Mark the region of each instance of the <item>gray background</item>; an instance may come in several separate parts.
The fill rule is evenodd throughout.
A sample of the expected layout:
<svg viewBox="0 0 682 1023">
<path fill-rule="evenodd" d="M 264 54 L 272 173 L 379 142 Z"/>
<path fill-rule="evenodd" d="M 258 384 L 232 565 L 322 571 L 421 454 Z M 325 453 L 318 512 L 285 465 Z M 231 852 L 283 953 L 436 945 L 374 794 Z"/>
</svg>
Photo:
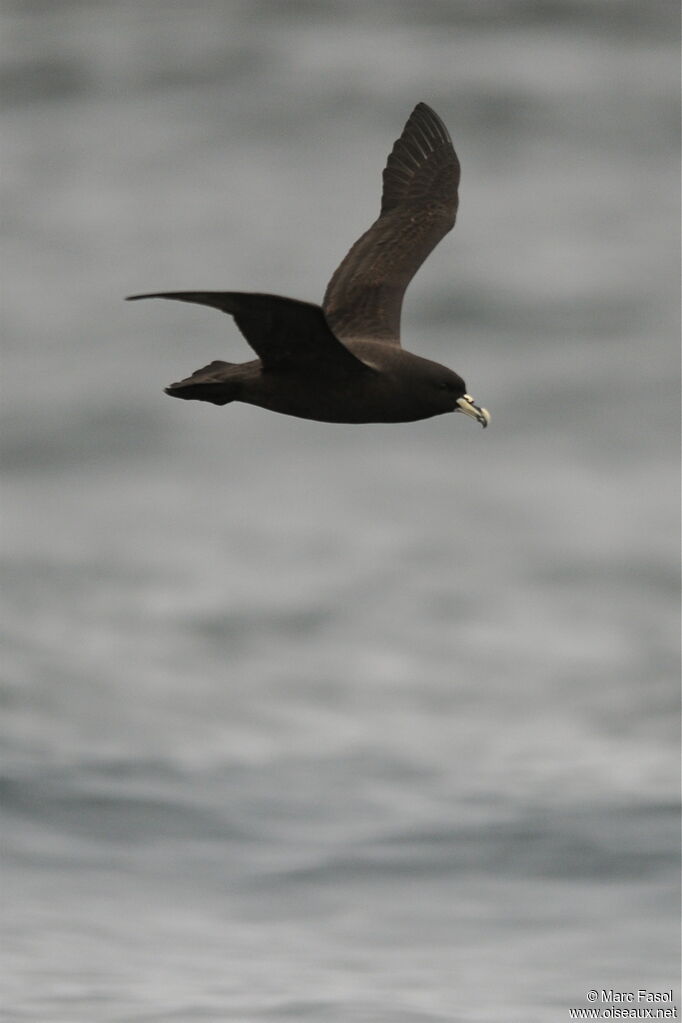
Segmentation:
<svg viewBox="0 0 682 1023">
<path fill-rule="evenodd" d="M 674 985 L 676 9 L 3 4 L 8 1023 Z M 491 429 L 165 397 L 251 351 L 123 297 L 318 301 L 418 100 Z"/>
</svg>

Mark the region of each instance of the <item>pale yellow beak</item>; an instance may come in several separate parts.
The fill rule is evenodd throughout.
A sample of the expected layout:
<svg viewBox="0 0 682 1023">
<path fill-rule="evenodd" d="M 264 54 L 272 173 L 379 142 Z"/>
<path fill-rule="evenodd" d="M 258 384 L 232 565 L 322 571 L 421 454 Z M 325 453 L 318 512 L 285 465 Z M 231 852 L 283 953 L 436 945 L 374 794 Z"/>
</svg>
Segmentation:
<svg viewBox="0 0 682 1023">
<path fill-rule="evenodd" d="M 456 412 L 464 412 L 465 415 L 471 415 L 474 419 L 481 424 L 481 426 L 486 429 L 490 422 L 490 412 L 487 408 L 479 408 L 478 405 L 473 404 L 473 398 L 470 394 L 463 394 L 461 398 L 457 399 L 457 404 L 459 408 L 456 408 Z"/>
</svg>

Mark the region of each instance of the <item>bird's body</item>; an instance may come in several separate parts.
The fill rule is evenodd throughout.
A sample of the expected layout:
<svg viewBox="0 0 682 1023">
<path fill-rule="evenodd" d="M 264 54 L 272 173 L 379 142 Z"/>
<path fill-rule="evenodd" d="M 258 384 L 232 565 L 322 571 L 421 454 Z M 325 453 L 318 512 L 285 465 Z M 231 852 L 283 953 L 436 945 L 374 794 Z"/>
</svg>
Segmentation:
<svg viewBox="0 0 682 1023">
<path fill-rule="evenodd" d="M 244 292 L 172 292 L 230 313 L 259 356 L 216 361 L 167 388 L 173 397 L 242 401 L 324 422 L 409 422 L 460 411 L 488 426 L 464 382 L 400 343 L 403 295 L 452 228 L 459 162 L 445 125 L 424 103 L 410 116 L 383 172 L 378 219 L 333 274 L 322 307 Z"/>
</svg>

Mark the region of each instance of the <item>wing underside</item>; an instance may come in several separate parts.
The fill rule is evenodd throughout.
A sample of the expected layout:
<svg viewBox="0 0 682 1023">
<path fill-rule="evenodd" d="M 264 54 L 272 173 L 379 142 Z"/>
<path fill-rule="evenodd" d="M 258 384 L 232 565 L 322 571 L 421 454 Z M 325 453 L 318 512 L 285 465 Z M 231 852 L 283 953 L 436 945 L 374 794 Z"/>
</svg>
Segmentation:
<svg viewBox="0 0 682 1023">
<path fill-rule="evenodd" d="M 322 308 L 334 335 L 400 345 L 403 296 L 457 213 L 459 162 L 448 130 L 419 103 L 383 171 L 381 212 L 334 272 Z"/>
</svg>

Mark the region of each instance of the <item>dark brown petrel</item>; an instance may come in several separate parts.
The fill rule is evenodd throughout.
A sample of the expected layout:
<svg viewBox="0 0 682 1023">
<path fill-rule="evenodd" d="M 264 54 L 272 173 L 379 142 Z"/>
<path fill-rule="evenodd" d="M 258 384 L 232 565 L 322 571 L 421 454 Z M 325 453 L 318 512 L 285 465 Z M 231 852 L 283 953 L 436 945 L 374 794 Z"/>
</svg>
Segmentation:
<svg viewBox="0 0 682 1023">
<path fill-rule="evenodd" d="M 322 422 L 410 422 L 465 412 L 487 427 L 461 376 L 401 348 L 410 280 L 455 223 L 459 161 L 448 130 L 418 103 L 383 171 L 378 220 L 353 246 L 322 307 L 277 295 L 168 292 L 230 313 L 258 355 L 212 362 L 166 393 L 226 405 L 245 401 Z"/>
</svg>

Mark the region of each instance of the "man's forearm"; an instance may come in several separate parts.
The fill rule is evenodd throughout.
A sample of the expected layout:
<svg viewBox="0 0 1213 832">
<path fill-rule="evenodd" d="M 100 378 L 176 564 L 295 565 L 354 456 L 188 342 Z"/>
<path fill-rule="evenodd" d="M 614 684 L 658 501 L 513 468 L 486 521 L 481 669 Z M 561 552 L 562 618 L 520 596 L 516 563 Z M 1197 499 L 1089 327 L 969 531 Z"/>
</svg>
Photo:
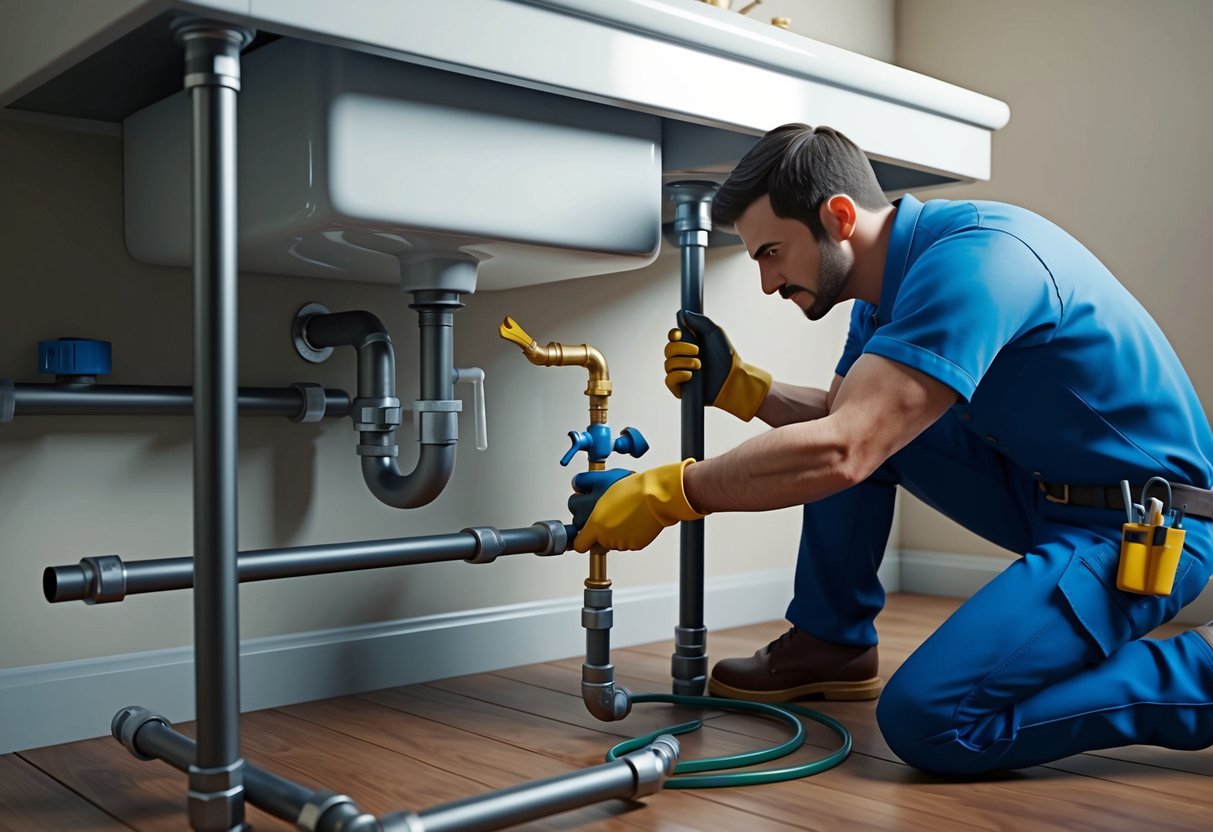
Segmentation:
<svg viewBox="0 0 1213 832">
<path fill-rule="evenodd" d="M 828 420 L 769 431 L 688 466 L 687 500 L 700 513 L 758 512 L 820 500 L 866 474 L 853 467 Z M 858 478 L 858 479 L 856 479 Z"/>
<path fill-rule="evenodd" d="M 770 391 L 756 415 L 773 428 L 809 422 L 830 412 L 826 408 L 827 397 L 826 391 L 815 387 L 771 382 Z"/>
</svg>

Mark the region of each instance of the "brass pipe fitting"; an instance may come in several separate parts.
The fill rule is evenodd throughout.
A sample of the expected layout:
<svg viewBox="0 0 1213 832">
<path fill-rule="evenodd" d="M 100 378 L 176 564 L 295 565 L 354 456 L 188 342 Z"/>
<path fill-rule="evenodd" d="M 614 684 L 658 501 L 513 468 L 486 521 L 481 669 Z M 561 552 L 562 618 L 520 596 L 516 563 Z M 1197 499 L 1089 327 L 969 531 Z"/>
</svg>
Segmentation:
<svg viewBox="0 0 1213 832">
<path fill-rule="evenodd" d="M 540 366 L 583 366 L 590 371 L 590 382 L 586 384 L 586 395 L 590 397 L 590 423 L 606 423 L 606 398 L 610 395 L 610 370 L 606 369 L 606 359 L 597 347 L 587 343 L 568 344 L 548 341 L 547 346 L 540 346 L 539 341 L 530 337 L 518 321 L 507 317 L 502 321 L 497 332 L 506 341 L 513 341 L 522 347 L 523 355 L 531 364 Z M 591 462 L 590 471 L 603 471 L 604 462 Z M 594 546 L 590 549 L 590 577 L 586 579 L 586 587 L 590 589 L 605 589 L 610 587 L 610 579 L 606 577 L 606 549 Z"/>
<path fill-rule="evenodd" d="M 554 341 L 548 341 L 546 347 L 540 346 L 539 341 L 526 335 L 513 318 L 506 318 L 497 331 L 506 341 L 513 341 L 522 347 L 523 355 L 531 364 L 548 367 L 570 365 L 586 367 L 590 371 L 590 382 L 586 384 L 586 395 L 590 397 L 590 423 L 606 423 L 606 397 L 611 391 L 610 370 L 606 369 L 606 359 L 597 347 Z"/>
</svg>

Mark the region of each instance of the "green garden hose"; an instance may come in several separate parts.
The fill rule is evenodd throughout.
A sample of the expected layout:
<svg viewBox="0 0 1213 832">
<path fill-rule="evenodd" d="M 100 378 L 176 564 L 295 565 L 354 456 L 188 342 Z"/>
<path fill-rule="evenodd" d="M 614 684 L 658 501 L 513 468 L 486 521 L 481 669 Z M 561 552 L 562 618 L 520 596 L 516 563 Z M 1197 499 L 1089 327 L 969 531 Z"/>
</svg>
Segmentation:
<svg viewBox="0 0 1213 832">
<path fill-rule="evenodd" d="M 761 751 L 748 751 L 741 754 L 728 754 L 724 757 L 707 757 L 705 759 L 683 760 L 678 763 L 672 777 L 666 780 L 666 788 L 721 788 L 723 786 L 757 786 L 761 783 L 782 782 L 785 780 L 798 780 L 814 774 L 821 774 L 842 763 L 850 754 L 850 733 L 842 723 L 824 713 L 811 711 L 791 702 L 779 705 L 765 705 L 763 702 L 748 702 L 736 699 L 721 699 L 718 696 L 680 696 L 677 694 L 634 694 L 632 702 L 666 702 L 670 705 L 683 705 L 689 707 L 714 708 L 718 711 L 738 711 L 744 713 L 756 713 L 758 716 L 778 719 L 792 729 L 791 739 L 785 742 Z M 804 725 L 793 714 L 799 714 L 813 722 L 821 723 L 842 740 L 842 746 L 821 759 L 815 759 L 801 765 L 790 765 L 780 769 L 761 769 L 757 771 L 728 771 L 725 774 L 710 774 L 693 776 L 700 771 L 721 771 L 722 769 L 738 769 L 759 763 L 768 763 L 791 754 L 804 745 Z M 699 730 L 702 720 L 691 722 L 664 728 L 651 734 L 625 740 L 606 752 L 606 760 L 610 762 L 620 754 L 642 748 L 653 742 L 661 734 L 688 734 Z M 682 775 L 682 776 L 679 776 Z"/>
</svg>

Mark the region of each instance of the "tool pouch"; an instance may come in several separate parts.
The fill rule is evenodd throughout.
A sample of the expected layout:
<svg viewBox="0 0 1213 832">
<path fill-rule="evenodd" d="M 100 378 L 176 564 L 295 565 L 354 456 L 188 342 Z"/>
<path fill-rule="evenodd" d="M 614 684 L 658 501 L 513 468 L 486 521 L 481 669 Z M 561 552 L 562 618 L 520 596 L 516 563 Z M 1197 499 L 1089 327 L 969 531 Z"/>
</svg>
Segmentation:
<svg viewBox="0 0 1213 832">
<path fill-rule="evenodd" d="M 1173 526 L 1126 523 L 1116 588 L 1141 595 L 1169 595 L 1184 551 L 1184 534 Z"/>
</svg>

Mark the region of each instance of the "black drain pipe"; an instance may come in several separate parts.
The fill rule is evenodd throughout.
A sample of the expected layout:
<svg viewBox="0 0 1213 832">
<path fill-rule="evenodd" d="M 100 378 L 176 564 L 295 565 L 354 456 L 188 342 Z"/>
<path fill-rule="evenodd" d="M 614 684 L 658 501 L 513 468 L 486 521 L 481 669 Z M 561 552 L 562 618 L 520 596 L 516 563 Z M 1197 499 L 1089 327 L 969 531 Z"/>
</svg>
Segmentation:
<svg viewBox="0 0 1213 832">
<path fill-rule="evenodd" d="M 682 308 L 704 312 L 704 258 L 712 229 L 710 206 L 717 186 L 676 182 L 674 230 L 682 253 Z M 704 384 L 696 374 L 682 391 L 682 456 L 704 458 Z M 704 626 L 704 522 L 679 528 L 678 626 L 670 661 L 673 693 L 699 696 L 707 684 L 707 627 Z"/>
<path fill-rule="evenodd" d="M 237 95 L 247 29 L 187 18 L 193 106 L 195 830 L 244 828 L 237 554 Z"/>
<path fill-rule="evenodd" d="M 411 473 L 397 463 L 395 431 L 402 422 L 395 394 L 395 352 L 392 338 L 369 312 L 336 312 L 307 315 L 301 335 L 320 351 L 349 346 L 358 352 L 358 393 L 352 404 L 363 479 L 381 502 L 395 508 L 416 508 L 432 502 L 446 488 L 455 471 L 459 411 L 454 397 L 454 347 L 451 313 L 462 306 L 456 292 L 415 292 L 421 327 L 421 400 L 414 403 L 414 420 L 421 449 Z"/>
<path fill-rule="evenodd" d="M 241 416 L 285 416 L 295 422 L 318 422 L 349 415 L 349 394 L 319 384 L 241 387 L 237 391 Z M 194 412 L 190 387 L 159 384 L 18 383 L 0 378 L 0 422 L 17 416 L 189 416 Z"/>
</svg>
··········
▶ _WHAT THE TASK REQUIRES_:
Count the lines above that contain the string "item", and reply with only that number.

▶ _REPLY_:
5